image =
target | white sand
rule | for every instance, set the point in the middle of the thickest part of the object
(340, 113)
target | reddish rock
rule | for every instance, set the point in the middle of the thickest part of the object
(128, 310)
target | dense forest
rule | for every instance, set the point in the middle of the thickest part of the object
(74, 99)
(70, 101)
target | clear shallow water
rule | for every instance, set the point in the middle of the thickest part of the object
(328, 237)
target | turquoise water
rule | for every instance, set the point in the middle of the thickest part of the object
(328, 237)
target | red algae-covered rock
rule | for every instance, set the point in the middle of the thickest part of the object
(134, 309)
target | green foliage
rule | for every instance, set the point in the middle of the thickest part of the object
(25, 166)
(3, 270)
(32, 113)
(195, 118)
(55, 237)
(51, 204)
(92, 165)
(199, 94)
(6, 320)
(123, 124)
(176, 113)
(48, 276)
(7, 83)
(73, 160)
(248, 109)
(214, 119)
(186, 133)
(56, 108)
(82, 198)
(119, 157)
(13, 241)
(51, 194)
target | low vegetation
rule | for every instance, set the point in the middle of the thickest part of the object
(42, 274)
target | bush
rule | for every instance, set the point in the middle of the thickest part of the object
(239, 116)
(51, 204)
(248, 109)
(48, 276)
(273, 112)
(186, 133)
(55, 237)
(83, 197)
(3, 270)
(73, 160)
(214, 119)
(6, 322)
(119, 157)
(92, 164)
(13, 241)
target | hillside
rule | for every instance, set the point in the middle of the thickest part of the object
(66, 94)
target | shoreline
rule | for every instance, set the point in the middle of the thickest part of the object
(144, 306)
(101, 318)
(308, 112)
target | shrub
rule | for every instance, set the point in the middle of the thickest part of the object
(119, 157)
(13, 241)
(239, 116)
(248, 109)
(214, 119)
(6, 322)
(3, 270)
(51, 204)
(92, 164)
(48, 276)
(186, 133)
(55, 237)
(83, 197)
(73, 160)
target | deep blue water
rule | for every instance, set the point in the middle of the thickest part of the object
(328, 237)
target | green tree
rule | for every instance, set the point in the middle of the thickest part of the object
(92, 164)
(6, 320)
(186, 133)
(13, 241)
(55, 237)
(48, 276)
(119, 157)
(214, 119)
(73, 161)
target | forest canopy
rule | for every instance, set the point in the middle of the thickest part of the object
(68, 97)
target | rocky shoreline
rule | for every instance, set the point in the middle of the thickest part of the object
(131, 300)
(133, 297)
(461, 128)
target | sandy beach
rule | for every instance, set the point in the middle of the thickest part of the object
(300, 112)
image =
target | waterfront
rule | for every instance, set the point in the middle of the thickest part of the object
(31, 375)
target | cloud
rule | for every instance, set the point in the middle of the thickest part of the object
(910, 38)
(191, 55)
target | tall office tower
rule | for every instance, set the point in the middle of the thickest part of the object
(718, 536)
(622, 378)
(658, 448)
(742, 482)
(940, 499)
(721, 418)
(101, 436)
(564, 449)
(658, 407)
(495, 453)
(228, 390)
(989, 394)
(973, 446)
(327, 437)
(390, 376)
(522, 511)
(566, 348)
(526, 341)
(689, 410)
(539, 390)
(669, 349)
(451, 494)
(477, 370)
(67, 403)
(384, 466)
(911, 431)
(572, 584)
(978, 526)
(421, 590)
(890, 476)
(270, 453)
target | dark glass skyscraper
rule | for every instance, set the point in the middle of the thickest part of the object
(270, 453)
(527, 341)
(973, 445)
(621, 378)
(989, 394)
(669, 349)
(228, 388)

* * * * *

- [DO THIS] Copy exactly the lines from the one containing "target | tall office tower" through the last line of the records, both included, and nothing else.

- [REPLY TO THE TASK]
target | tall office tower
rule | for every instance, set the point in the middle of the thickest part of the object
(718, 536)
(622, 378)
(658, 448)
(742, 482)
(940, 499)
(721, 418)
(101, 436)
(564, 449)
(658, 407)
(495, 453)
(228, 390)
(989, 394)
(973, 446)
(327, 437)
(390, 376)
(522, 511)
(566, 348)
(526, 341)
(689, 410)
(539, 390)
(669, 349)
(451, 494)
(477, 370)
(67, 403)
(384, 466)
(911, 431)
(572, 584)
(978, 526)
(421, 590)
(890, 476)
(270, 453)
target | dark glass skyscraper
rule | for every instance, set the point in the middle of the thickest part of the object
(270, 453)
(527, 341)
(973, 445)
(621, 378)
(989, 394)
(669, 349)
(228, 388)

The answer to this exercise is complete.